• Description of the task
Find each line in the records below that contains the string "speaker", and copy every such line. Matches must have the same case.
——
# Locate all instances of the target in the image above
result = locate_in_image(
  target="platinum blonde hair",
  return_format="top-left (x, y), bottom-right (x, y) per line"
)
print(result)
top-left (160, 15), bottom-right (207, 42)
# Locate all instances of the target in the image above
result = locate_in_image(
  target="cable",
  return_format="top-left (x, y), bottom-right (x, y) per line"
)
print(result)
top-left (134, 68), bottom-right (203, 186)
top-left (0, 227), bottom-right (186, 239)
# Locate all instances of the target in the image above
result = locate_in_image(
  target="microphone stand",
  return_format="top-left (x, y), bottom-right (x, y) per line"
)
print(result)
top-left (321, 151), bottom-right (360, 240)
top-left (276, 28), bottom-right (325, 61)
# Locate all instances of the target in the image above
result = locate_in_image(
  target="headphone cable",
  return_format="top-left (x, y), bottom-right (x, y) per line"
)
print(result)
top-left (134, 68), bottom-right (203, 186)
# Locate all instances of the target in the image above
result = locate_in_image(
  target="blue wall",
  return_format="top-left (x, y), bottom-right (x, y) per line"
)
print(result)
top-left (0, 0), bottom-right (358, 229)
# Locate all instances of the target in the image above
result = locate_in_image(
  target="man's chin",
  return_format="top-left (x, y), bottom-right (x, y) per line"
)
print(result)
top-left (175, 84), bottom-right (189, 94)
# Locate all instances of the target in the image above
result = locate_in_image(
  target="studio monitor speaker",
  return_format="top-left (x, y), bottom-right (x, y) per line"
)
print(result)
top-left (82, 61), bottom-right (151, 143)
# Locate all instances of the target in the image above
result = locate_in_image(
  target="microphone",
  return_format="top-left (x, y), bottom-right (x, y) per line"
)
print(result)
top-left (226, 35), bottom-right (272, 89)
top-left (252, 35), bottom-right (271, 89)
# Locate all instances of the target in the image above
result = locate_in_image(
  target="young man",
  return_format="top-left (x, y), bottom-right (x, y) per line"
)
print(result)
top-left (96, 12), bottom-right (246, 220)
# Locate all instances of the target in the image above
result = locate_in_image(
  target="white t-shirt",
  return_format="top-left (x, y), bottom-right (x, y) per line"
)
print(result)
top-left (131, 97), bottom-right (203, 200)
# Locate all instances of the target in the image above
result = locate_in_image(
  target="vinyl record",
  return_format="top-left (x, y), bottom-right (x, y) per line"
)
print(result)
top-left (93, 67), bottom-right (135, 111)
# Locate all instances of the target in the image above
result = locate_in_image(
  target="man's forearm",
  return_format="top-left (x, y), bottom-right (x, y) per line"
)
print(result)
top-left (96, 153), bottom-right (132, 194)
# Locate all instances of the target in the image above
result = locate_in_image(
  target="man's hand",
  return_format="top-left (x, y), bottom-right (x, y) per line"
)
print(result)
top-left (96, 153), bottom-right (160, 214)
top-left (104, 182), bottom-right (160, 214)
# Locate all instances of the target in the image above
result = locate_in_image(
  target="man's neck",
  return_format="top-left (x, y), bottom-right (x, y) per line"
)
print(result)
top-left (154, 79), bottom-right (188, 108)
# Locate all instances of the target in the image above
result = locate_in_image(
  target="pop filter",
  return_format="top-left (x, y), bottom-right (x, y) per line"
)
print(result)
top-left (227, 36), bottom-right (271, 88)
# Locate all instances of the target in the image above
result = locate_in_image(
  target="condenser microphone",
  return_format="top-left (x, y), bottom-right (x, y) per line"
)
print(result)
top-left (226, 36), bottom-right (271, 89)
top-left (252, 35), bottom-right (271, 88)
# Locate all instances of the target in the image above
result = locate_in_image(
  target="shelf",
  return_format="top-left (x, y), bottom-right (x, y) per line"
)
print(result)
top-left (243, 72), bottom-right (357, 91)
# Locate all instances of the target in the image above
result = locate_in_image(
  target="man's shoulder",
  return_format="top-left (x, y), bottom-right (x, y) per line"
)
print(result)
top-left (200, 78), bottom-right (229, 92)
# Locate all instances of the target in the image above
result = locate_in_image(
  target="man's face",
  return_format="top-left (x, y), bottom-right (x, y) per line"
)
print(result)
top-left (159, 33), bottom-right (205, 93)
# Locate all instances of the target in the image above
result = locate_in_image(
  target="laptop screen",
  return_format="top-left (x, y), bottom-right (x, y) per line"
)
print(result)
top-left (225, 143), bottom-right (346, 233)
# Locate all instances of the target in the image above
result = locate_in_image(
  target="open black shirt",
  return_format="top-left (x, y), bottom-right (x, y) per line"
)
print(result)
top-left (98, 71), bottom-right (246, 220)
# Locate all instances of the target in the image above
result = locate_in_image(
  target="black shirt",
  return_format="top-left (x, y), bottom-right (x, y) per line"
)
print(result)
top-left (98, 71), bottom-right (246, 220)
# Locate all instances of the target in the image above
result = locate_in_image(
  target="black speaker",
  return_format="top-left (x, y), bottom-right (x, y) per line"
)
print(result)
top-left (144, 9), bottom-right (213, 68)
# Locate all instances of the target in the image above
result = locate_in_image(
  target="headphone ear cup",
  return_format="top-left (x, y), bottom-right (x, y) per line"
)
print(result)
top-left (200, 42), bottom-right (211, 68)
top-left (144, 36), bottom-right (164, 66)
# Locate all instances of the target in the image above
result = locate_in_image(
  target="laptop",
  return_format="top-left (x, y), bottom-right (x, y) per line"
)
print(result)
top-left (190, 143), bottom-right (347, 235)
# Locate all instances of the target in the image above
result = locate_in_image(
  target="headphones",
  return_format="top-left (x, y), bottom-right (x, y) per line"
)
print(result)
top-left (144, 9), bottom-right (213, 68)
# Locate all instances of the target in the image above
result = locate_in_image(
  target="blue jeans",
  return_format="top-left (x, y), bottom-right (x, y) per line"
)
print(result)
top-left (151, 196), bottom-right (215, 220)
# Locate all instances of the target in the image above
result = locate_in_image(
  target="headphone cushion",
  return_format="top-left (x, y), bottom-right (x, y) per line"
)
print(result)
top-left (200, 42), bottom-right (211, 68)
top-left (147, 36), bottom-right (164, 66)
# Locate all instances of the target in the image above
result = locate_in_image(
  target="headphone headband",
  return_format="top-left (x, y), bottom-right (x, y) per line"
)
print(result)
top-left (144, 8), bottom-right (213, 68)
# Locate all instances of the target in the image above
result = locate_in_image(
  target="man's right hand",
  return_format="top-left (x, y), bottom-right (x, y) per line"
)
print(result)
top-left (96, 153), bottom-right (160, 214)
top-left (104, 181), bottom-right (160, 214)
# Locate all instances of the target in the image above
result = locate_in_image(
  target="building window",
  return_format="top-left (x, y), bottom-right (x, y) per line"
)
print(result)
——
• Response to this task
  target="studio monitor speaker",
  target="black speaker",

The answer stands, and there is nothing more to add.